Ejercicios propuestos
- a) Reproduce sin cambios la parte del fragmento de texto comprendida entre "A lo largo de" y "marroquíes y españoles.", ambos incluidos.
- b) Según el fragmento de texto, ¿en la desembocadura de qué río Marruecos se convierte en un desierto?

Fragmento de texto
================

A lo largo de tantos viajes por los caminos del Yebala y de la cordillera del Rif, desde el río Lucus hasta el Muluya, o incluso mucho más al sur, donde desemboca el río Draa y Marruecos se convierte en un silencioso y bello desierto, poco a poco fueron llamando mi atención un sinfín de insospechadas señales de épocas pasadas. Observando con mayor curiosidad, me sorprendió encontrar tales evocadores recuerdos hasta en las más remotas aldeas y aduares: testimonios ruinosos pero todavía capaces de transmitirme una visión en positivo de lo que fue la vivencia común entre marroquíes y españoles.
Se tiende a asociar el pasado común hispano-marroquí con una copiosa
descripción de guerras y desencuentros. De intolerancia y mutua incomprensión.
Y, sin embargo, buena parte de las facetas positivas de esta relación pasan a
menudo desapercibidas. Se ignora lo constructivo de muchos años de convivencia,
de rasgos de concordia y de trabajo colectivo. Se olvida el esfuerzo compartido
y con ello se pierden los signos que pudieran facilitar una perspectiva más
cierta y más justa de lo que pasó entre dos pueblos vecinos.

================

Extractos de datos
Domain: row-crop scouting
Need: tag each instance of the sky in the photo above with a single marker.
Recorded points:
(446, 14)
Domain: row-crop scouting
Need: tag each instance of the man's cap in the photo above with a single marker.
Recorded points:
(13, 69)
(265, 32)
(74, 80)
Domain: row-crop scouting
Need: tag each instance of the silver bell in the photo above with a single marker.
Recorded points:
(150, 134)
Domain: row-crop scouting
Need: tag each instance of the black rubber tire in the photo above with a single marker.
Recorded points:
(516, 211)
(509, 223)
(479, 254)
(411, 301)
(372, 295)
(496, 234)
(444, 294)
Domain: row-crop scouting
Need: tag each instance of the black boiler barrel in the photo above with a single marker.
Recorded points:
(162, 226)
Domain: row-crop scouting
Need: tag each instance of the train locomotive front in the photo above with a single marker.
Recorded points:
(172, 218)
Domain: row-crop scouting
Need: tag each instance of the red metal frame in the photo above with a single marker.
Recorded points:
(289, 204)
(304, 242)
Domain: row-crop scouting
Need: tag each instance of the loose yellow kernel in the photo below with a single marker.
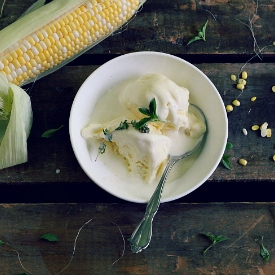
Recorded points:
(240, 86)
(243, 162)
(242, 81)
(233, 77)
(229, 108)
(244, 131)
(244, 75)
(236, 102)
(253, 98)
(255, 127)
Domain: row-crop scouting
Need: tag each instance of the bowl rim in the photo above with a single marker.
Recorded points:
(132, 55)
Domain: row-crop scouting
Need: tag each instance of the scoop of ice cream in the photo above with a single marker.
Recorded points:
(95, 130)
(171, 99)
(145, 154)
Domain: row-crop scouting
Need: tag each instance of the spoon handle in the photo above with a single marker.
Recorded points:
(141, 236)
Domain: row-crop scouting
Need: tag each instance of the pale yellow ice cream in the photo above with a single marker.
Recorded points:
(172, 100)
(146, 154)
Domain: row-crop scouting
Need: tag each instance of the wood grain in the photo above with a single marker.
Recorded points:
(176, 246)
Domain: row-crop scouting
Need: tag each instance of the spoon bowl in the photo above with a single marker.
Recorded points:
(141, 236)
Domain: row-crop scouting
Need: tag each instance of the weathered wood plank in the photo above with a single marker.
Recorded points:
(167, 26)
(176, 246)
(52, 98)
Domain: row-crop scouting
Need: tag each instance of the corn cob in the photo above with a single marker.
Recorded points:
(53, 35)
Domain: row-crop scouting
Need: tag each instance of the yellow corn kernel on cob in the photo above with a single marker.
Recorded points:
(53, 35)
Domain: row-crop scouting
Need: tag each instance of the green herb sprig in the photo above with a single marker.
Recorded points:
(152, 116)
(49, 133)
(49, 237)
(214, 240)
(141, 125)
(201, 34)
(226, 157)
(263, 251)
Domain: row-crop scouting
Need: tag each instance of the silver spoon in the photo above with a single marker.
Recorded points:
(141, 236)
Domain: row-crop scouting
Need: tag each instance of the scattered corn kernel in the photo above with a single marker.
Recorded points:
(243, 162)
(242, 81)
(263, 129)
(255, 127)
(233, 77)
(229, 108)
(240, 86)
(268, 132)
(244, 75)
(253, 98)
(236, 102)
(244, 131)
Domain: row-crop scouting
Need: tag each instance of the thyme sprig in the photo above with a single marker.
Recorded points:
(201, 34)
(141, 126)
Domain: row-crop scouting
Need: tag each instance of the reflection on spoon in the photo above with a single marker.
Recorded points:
(141, 236)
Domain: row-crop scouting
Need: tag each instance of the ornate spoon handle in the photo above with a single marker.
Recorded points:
(141, 236)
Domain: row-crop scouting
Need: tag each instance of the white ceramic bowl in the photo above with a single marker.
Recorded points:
(202, 93)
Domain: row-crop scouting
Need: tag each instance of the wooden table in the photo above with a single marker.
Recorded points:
(237, 203)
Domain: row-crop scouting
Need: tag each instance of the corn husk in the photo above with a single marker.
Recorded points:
(15, 123)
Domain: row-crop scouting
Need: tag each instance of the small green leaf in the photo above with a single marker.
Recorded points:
(49, 237)
(36, 5)
(226, 161)
(153, 107)
(144, 111)
(263, 251)
(49, 133)
(228, 146)
(123, 125)
(1, 243)
(102, 147)
(214, 240)
(201, 34)
(193, 39)
(108, 135)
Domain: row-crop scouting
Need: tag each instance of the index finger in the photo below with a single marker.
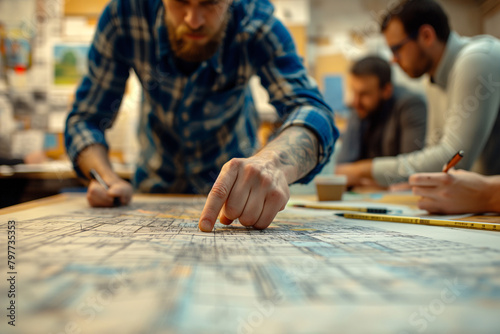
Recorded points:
(428, 179)
(216, 199)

================

Soluciones
- a)
A lo largo de tantos viajes por los caminos del Yebala y de la cordillera del Rif, desde el río Lucus hasta el Muluya, o incluso mucho más al sur, donde desemboca el río Draa y Marruecos se convierte en un silencioso y bello desierto, poco a poco fueron llamando mi atención un sinfín de insospechadas señales de épocas pasadas. Observando con mayor curiosidad, me sorprendió encontrar tales evocadores recuerdos hasta en las más remotas aldeas y aduares: testimonios ruinosos pero todavía capaces de transmitirme una visión en positivo de lo que fue la vivencia común entre marroquíes y españoles.

- b) El río Draa.